**What this task involves:**
In the data below, give the stretch from the line containing "If you could mark the raspberry stem" through the line containing "Target: raspberry stem", both included, as a JSON list of strings with one string per line and no blank lines.

>>>

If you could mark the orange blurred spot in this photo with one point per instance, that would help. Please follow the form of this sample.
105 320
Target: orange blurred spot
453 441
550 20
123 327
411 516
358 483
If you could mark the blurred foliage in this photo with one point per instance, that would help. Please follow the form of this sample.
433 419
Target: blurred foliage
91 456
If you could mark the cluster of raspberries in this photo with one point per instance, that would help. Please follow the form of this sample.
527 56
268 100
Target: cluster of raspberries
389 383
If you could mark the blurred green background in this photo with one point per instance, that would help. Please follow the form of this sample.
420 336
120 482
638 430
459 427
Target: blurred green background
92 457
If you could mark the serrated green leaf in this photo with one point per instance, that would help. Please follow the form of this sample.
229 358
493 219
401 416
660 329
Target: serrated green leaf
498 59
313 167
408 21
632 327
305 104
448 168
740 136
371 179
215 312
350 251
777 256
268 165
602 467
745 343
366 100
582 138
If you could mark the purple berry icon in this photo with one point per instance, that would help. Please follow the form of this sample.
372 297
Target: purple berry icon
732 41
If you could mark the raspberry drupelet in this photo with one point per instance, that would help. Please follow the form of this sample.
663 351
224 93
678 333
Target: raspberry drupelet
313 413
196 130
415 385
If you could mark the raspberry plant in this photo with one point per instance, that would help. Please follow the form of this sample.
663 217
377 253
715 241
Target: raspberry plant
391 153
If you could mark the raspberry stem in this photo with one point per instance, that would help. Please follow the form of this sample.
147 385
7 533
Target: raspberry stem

<<<
>>>

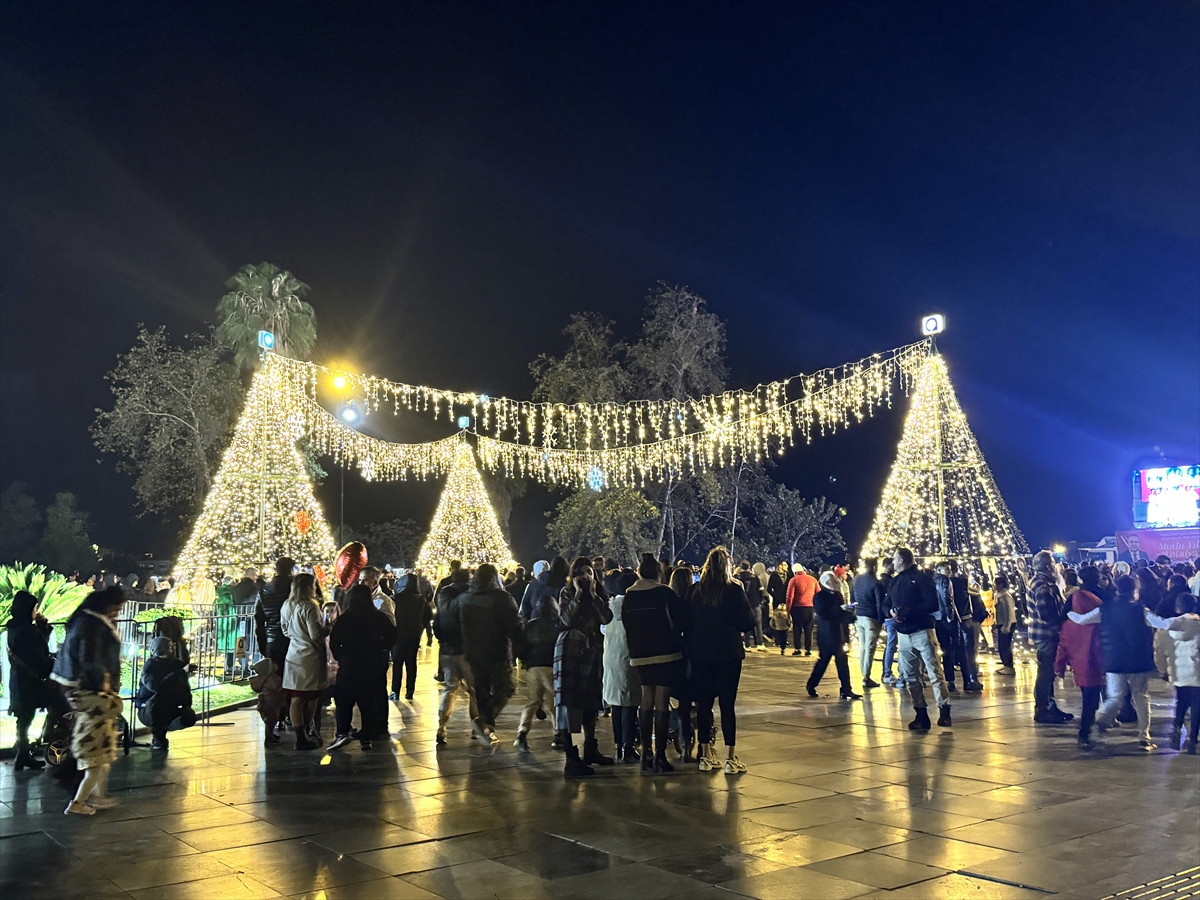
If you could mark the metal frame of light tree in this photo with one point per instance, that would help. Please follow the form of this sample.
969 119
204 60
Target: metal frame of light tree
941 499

<<<

**Exercise response:**
[
  "If you could mark the raspberry stem in this photo with one point per instance, that would help. Please follow the form of this sample.",
  "147 385",
  "7 533",
  "Target: raspberry stem"
]